**Material**.
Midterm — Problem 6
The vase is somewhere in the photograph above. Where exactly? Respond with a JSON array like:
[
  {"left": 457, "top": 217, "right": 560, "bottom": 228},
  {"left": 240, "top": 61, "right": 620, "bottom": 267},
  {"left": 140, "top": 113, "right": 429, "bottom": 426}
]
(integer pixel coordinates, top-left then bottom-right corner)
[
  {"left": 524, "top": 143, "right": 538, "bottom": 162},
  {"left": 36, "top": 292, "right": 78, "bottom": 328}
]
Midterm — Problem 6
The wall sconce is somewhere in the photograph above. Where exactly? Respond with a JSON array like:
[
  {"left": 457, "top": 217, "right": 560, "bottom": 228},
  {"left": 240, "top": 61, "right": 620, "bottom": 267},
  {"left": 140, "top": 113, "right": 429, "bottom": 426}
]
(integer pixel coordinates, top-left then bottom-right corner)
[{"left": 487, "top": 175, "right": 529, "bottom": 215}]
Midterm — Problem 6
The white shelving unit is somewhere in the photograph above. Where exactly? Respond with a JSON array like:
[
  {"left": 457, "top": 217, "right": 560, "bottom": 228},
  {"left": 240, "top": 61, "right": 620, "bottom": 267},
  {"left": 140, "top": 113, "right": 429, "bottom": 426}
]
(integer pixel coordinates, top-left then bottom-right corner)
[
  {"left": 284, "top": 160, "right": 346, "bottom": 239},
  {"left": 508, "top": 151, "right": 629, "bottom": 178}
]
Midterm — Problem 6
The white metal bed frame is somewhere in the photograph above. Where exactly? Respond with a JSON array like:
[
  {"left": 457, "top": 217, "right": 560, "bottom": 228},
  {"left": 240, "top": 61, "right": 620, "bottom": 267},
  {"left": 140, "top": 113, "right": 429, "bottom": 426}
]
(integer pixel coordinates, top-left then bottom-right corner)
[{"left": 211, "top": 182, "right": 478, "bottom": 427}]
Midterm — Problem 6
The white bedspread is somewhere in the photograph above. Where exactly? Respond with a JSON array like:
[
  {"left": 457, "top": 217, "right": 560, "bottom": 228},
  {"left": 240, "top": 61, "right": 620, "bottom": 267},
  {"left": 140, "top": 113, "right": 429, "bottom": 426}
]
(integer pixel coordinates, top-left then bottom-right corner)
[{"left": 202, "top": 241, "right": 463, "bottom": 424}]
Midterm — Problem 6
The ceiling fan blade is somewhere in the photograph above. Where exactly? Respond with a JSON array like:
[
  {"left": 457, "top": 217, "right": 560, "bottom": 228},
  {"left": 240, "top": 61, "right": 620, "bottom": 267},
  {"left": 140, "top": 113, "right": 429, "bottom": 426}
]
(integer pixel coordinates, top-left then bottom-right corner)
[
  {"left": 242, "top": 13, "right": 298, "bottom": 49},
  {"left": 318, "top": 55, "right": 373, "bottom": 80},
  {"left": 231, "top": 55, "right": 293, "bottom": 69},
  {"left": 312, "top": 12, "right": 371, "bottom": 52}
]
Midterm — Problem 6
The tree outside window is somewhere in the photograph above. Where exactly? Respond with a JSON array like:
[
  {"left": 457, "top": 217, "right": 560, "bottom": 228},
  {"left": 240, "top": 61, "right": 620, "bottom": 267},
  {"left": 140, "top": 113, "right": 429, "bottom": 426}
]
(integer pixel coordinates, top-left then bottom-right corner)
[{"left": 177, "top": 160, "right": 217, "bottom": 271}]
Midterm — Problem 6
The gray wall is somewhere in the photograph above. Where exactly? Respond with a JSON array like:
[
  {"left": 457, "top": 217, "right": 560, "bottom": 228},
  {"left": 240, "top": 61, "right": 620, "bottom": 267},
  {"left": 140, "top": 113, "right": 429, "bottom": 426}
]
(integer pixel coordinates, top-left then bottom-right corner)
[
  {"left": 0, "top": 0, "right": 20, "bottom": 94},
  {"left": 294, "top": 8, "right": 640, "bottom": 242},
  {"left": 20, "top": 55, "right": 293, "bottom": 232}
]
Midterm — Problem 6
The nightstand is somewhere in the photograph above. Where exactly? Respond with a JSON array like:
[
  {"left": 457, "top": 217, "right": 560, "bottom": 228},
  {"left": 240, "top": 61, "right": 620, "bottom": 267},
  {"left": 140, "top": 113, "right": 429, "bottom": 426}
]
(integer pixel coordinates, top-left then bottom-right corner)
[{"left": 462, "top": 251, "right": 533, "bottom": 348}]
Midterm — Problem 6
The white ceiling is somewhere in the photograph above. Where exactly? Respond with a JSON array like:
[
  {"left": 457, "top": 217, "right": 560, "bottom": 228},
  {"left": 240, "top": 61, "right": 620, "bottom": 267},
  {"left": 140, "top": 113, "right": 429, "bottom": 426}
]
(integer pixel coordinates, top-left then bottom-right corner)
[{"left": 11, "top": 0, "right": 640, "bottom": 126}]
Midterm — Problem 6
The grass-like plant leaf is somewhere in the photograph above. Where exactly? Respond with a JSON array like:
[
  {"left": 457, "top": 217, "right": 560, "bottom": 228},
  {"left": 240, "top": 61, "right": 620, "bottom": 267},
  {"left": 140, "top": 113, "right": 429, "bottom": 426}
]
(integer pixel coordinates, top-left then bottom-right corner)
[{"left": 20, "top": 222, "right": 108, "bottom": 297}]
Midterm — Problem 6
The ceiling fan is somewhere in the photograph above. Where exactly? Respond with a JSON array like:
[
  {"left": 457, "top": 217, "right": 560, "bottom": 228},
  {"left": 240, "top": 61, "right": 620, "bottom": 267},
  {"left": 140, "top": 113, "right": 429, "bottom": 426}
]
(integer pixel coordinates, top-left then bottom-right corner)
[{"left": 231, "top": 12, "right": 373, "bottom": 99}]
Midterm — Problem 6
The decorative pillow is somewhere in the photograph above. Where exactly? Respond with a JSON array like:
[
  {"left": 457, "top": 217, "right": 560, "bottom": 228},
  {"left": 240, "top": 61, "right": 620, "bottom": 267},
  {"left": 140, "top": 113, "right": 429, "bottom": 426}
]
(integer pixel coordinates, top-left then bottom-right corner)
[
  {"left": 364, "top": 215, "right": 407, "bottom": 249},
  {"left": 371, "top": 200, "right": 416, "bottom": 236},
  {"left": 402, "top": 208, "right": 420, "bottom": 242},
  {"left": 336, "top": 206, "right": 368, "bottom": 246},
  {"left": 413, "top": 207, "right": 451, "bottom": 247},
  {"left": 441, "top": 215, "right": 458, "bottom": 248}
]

--

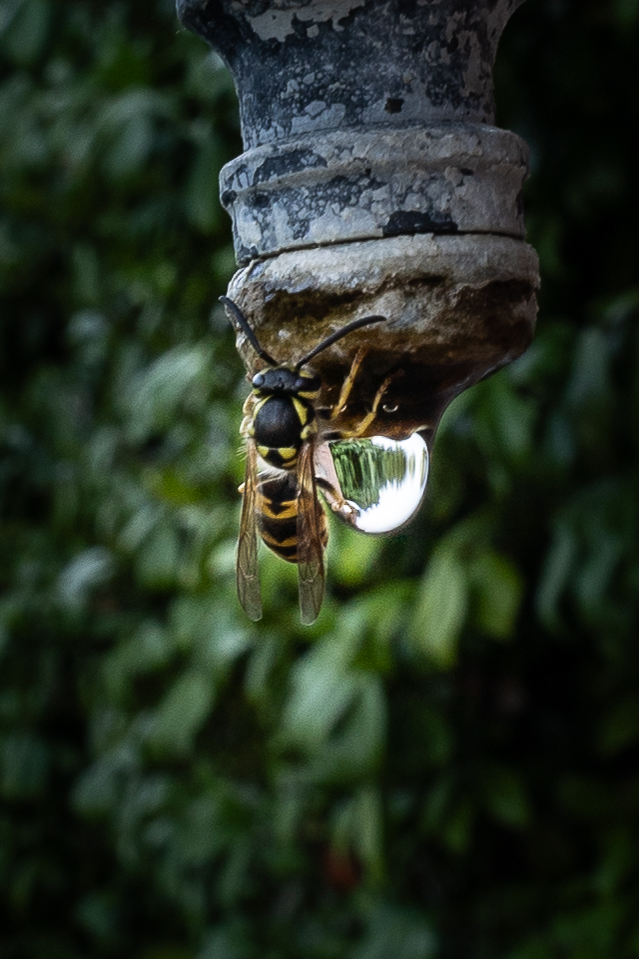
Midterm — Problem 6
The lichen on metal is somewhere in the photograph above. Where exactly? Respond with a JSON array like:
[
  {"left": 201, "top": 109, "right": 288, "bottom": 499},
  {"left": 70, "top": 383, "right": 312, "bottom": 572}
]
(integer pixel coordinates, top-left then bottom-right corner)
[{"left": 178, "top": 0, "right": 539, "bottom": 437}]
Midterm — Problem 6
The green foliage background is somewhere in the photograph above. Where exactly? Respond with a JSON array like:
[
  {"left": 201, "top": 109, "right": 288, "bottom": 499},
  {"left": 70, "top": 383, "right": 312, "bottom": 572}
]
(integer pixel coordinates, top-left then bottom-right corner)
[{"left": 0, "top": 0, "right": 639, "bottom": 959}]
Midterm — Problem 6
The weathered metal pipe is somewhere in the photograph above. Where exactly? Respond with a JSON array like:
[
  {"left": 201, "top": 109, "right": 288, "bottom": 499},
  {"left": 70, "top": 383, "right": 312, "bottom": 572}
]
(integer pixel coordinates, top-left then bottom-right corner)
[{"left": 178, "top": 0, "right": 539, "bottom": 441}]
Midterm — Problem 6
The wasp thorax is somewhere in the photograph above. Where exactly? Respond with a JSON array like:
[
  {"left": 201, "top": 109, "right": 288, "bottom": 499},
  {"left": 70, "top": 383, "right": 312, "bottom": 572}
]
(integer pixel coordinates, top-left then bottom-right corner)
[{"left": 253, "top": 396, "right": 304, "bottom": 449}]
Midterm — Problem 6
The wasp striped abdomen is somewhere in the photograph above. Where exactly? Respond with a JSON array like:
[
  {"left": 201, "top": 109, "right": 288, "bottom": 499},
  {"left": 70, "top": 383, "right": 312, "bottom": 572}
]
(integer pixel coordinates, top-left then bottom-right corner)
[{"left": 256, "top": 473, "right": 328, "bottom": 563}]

...

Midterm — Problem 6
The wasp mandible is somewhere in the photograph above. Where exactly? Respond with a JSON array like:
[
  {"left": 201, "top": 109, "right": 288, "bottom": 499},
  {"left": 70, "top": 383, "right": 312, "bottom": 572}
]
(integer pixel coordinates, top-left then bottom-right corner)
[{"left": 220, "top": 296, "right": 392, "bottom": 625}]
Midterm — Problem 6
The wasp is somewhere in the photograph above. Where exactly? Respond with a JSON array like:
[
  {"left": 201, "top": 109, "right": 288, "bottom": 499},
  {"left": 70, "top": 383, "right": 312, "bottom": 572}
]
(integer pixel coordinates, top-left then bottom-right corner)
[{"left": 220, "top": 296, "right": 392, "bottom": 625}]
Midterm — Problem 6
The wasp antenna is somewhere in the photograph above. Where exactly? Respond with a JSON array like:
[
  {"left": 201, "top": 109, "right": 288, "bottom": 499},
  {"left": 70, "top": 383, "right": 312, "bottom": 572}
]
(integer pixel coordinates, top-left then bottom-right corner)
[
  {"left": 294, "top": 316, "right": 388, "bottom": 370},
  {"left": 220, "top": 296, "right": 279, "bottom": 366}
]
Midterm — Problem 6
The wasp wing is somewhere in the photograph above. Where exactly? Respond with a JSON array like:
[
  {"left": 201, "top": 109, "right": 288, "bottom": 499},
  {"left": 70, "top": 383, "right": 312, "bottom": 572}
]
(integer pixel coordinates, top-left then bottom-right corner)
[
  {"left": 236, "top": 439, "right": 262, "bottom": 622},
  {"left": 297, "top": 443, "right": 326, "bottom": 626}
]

**Exercise**. Extract each line of the material above that contains the string "wall". Treat uppercase and lowercase letters as different when matching.

**Answer to this problem**.
The wall sconce is somewhere in the photograph above. Where exactly? Respond with a JSON array like:
The gray wall is somewhere in the photograph above. Where exactly? Respond with a JSON array like:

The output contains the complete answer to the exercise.